═════ Selected passage ═════
The main goal of this project is to explore how semantic surprisal of a new event in a given sentence context modulates the formation and retrieval of episodic memories. Our key assumptions are (i) that semantically incongruent and congruent events differ in their expectedness during online comprehension, (ii) that the ensuing semantic surprisal is a key determinant for the formation of new episodic memories and (iii) that events differing in semantic surprisal affect memory formation by different mechanisms. We plan to use behavioural and event-related brain potential (ERP) measures to explore how different aspects of semantic congruency modulate memory formation. We plan to carry out combined ERP and memory experiments to address the following main research questions: (1) Do different forms of semantic surprisal affect memory formation by the same or by different mechanisms? (2) Does semantic surprisal not only modulate the way events are encoded but also affect how events are subsequently remembered? (3) Can the mnemonic consequences of semantic surprisal be generalized to tests of implicit memory? (4) Does new fictional knowledge support the formation of new memories in a similar way as previously established world knowledge does? (5) How do contextual factors influence the effects of semantic surprisal on memory formation and retrieval? By illuminating the mnemonic consequences of semantic surprisal the project aims to bridge
the gap between experimental research on memory and psycholinguistic research.

Two PhD Students (TV-L 13 65%): Candidates for these two positions should have a master degree in psychology, psycholinguistics or a related discipline. Experience with psychophysiological methods (ideally ERP), experimental psychological or psycholinguistic research and a good background in statistical analyses is expected. As the experiments will be conducted in German, good German language skills are necessary.

Starting date: August 1st 2018 (or later)

Project A7: Controlling Information Density in Discourse Generation
PIs: Alexander Koller, Jörg Hoffmann

The aim of this project is to develop a system that generates instructions in the context of the computer game “Minecraft”. In generating technical instructions, it is essential to strike a balance between communicative risk and communicative efficiency: The speaker would like to help the listener get the job done quickly (efficiency), but needs to ensure that the listener can also reliably understand these instructions (risk avoidance). We will develop a probabilistic model of a rational listener, who interprets an utterance by updating a prior probability distribution over what the speaker may have meant. We will define communicative risk and efficiency in these terms, and develop a natural language generation (NLG) system for Minecraft instruction videos which balances efficiency and risk and brings together methods from chart-based sentence generation and AI planning.
═════ Dataset excerpts ═════
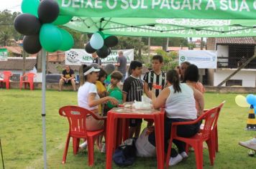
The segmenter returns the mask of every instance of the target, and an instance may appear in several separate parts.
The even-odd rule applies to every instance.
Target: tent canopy
[[[58,0],[65,26],[105,34],[256,36],[256,0]]]

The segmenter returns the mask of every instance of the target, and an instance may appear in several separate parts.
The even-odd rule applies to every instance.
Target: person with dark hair
[[[153,84],[158,85],[160,87],[155,90],[156,97],[159,95],[159,93],[163,90],[166,84],[166,73],[161,70],[163,65],[163,57],[160,54],[155,55],[152,58],[152,70],[147,72],[145,75],[144,80],[144,92],[147,96],[151,98],[151,95],[149,94],[149,90],[152,90]]]
[[[198,68],[195,64],[190,64],[185,72],[183,81],[189,86],[192,87],[193,88],[195,88],[196,90],[201,92],[202,94],[204,94],[205,92],[205,89],[203,84],[198,82]],[[198,117],[201,115],[198,111],[200,110],[199,106],[199,103],[196,100],[196,108],[198,110]]]
[[[149,91],[152,90],[153,85],[157,85],[158,87],[155,90],[154,95],[157,97],[159,93],[163,90],[166,85],[166,73],[161,70],[161,68],[163,65],[163,59],[162,55],[156,54],[152,58],[152,68],[151,71],[146,72],[146,74],[144,76],[143,80],[143,88],[144,92],[146,95],[151,98]],[[147,121],[147,127],[152,126],[153,124],[153,120],[146,119]]]
[[[101,98],[106,96],[106,88],[104,84],[104,80],[106,79],[106,76],[107,74],[105,70],[100,68],[98,80],[95,82],[95,85],[97,87],[98,95]],[[99,105],[99,114],[102,114],[101,104]]]
[[[129,69],[132,74],[124,82],[123,102],[142,101],[143,84],[140,77],[142,73],[142,64],[139,61],[132,61]],[[142,122],[142,119],[130,119],[129,137],[132,137],[134,134],[135,137],[139,137]]]
[[[184,82],[184,74],[185,74],[185,72],[186,70],[186,69],[188,68],[188,67],[191,64],[191,63],[189,62],[182,62],[180,64],[180,82]]]
[[[119,104],[122,103],[122,92],[121,89],[117,86],[117,84],[120,82],[123,78],[123,74],[119,71],[114,71],[111,75],[110,84],[106,88],[106,92],[109,95],[111,95],[114,92],[118,93],[119,95],[115,95],[115,99],[116,99]],[[116,107],[112,105],[109,102],[105,105],[104,115],[106,116],[106,113],[113,107]]]
[[[86,65],[83,66],[83,72],[84,77],[84,84],[78,89],[78,106],[99,115],[99,105],[110,101],[113,105],[117,105],[118,100],[111,97],[104,97],[100,98],[97,88],[95,85],[98,79],[98,73],[99,69],[95,69],[93,67]],[[88,131],[94,131],[103,129],[104,122],[102,120],[97,120],[91,115],[86,117],[86,129]],[[81,148],[86,147],[86,142],[80,145]]]
[[[204,100],[201,92],[191,87],[186,83],[180,83],[177,71],[169,70],[166,74],[168,87],[165,87],[156,97],[152,96],[152,105],[155,109],[159,109],[165,106],[166,118],[164,123],[164,141],[165,150],[167,153],[168,148],[168,140],[170,139],[172,122],[186,122],[194,120],[197,118],[195,98],[200,105],[200,112],[204,111]],[[155,89],[153,88],[152,90]],[[154,91],[150,91],[154,92]],[[196,135],[200,129],[200,123],[180,125],[177,128],[178,136],[190,137]],[[155,146],[155,132],[150,134],[149,142]],[[185,143],[183,142],[173,140],[174,144],[178,149],[178,153],[172,148],[170,165],[174,165],[180,162],[183,158],[188,157],[185,152]]]
[[[65,69],[63,71],[63,74],[61,74],[61,77],[59,82],[59,91],[62,90],[64,83],[71,84],[73,90],[76,91],[75,73],[68,65],[65,66]]]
═════
Continue the research project descriptions that appear before the material. Start right after the last sentence about the Minecraft instruction system.

* **Response**:
Postdoctoral Researcher (TV-L E13 100%) — Candidates for this position should have completed a PhD in computational linguistics or computer science, or a related discipline. Expertise in the design and implementation of efficient algorithms for natural language generation, parsing, or machine translation and the ability to communicate clearly in spoken and written English are required. Background knowledge in natural language generation, dialog systems, artificial intelligence (in particular planning), and/or machine learning is desired.

The focus of this position will be on designing and implementing a sentence generation system for Minecraft instructions. This system will be called frequently by a discourse planner (developed by a PhD student in the same project), and will thus be required to generate sentences that make a given risk-efficiency tradeoff extremely efficiently. You will integrate this system with a module for generating visual representations of the generated instructions (obtaining a complete system for generating instruction videos), and coordinate the evaluation of the overall system.

Starting date: July 1st 2018 (or later)

Project B1: Information Density in English Scientific Writing: A Diachronic Perspective
PI: Elke Teich (supporting staff: Stefania Degaetano-Ortlieb, Katrin Menzel)

Project B1 is concerned with modeling the temporal dynamics of English from the late Modern period onwards, focusing on the language of science. Language models (information density, surprisal) are employed as instruments for capturing patterns of diachronic variation using a corpus specifically compiled for the project, the Royal Society Corpus (RSC; Kermes et al., 2016). Results show that typical features exhibit different levels of productivity over time indexed by ID, indicating phases of change (linguistic expansion vs. consolidation) (cf. Fankhauser et al., 2014; Degaetano & Teich, 2016). In this phase of the project, we want to assess the role of ID in favoring/impeding change and investigate effects of change at different linguistic levels and interactions (e.g. between morphology and syntax). For this, the repertoire of suitable models will have to be extended (language models on different linguistic levels, embeddings, neural models) to enhance the analysis of temporal dynamics.

Two types of knowledge and skills are needed in the project: diachronic corpus linguistics (with good computational skills) and computational language modeling (with good linguistic skills).  Two kinds of positions are available, a Postdoc (TVL-13 50%) and a Phd position (TVL-13 65%). Depending on qualifications, the PhD student or the PostDoc may fill the corpus linguistic or the computational position, respectively.

The formal prerequisites for a PhD student position is a Master’s degree in English Linguistics, Computational Linguistics, or a related discipline. Experience with corpuslinguistic methods and/or computational language modeling as well as statistical analysis is expected. A good working knowledge of German is desired, excellent knowledge of English is required.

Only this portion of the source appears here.